*WHAT TO WORK ON*.
Show every line of the entries that contains the word "green", copying each line in full. Case counts.

start

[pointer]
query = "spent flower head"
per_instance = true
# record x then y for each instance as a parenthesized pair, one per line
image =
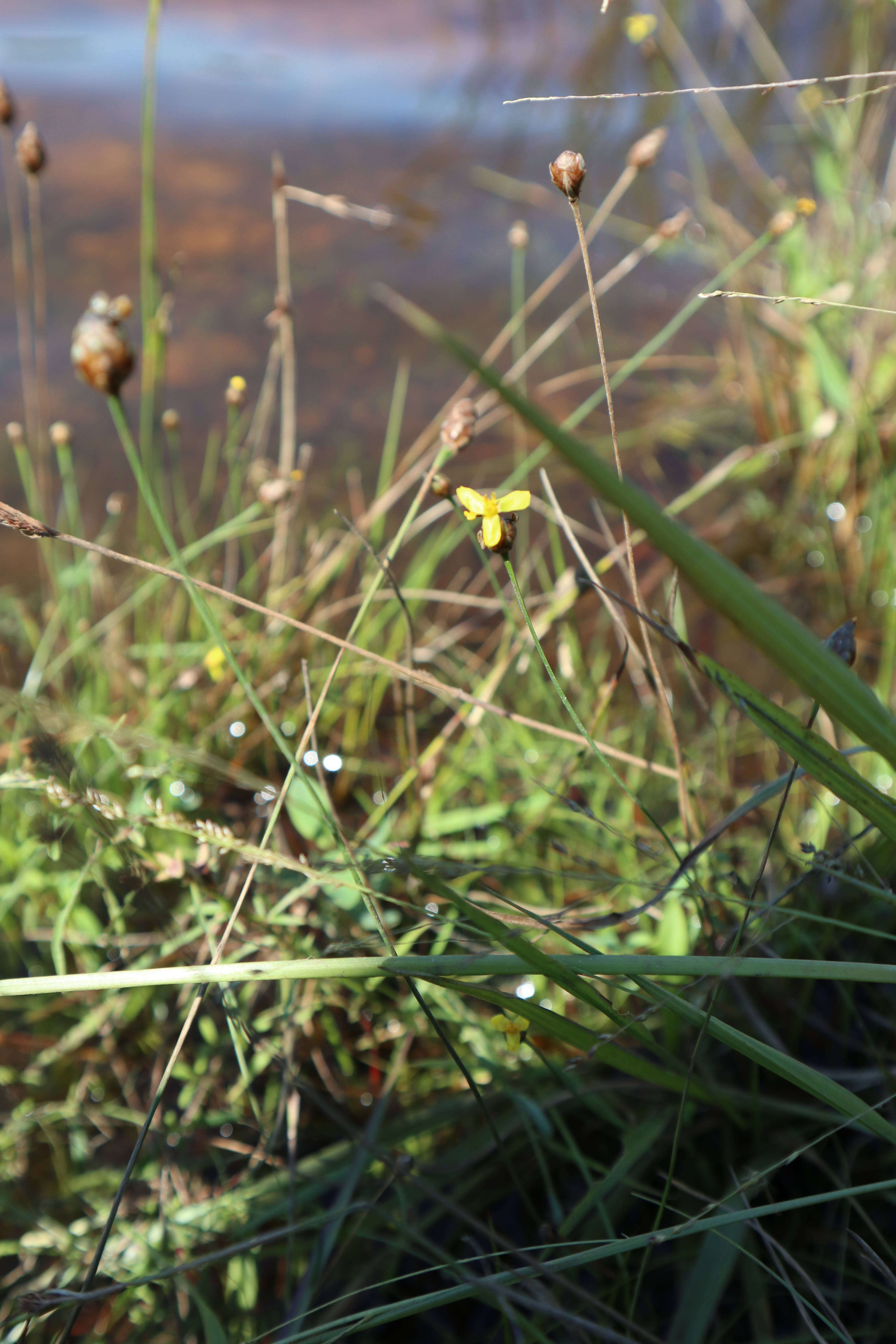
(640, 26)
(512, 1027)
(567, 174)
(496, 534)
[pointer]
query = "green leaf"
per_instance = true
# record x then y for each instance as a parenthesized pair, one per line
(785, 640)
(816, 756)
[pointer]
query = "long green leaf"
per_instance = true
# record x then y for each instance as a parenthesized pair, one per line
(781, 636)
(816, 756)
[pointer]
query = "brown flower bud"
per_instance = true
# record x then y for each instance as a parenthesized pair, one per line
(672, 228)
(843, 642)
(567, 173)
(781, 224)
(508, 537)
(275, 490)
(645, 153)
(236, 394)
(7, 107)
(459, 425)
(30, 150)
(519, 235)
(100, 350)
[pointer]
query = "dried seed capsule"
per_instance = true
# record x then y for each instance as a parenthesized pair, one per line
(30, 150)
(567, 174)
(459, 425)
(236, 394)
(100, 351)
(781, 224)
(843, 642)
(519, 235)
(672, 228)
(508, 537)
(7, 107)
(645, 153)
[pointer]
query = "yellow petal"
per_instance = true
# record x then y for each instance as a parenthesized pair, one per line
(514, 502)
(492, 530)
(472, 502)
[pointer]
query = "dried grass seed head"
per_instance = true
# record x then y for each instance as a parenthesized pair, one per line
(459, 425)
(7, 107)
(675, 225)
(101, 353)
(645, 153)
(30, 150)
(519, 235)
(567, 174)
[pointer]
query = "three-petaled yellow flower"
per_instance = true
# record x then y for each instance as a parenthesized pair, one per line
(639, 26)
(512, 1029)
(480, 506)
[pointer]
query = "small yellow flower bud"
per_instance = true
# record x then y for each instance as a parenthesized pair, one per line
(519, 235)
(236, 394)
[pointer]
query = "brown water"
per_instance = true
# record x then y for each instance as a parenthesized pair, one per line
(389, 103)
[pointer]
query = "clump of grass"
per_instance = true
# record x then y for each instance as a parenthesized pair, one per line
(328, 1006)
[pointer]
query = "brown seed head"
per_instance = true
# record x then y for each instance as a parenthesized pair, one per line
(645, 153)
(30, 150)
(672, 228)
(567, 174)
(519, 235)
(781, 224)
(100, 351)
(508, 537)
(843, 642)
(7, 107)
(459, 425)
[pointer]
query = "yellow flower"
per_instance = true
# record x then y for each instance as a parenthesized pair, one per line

end

*RESULT FOR THIS EXERCISE*.
query = "green leaf"
query = "long green leaf"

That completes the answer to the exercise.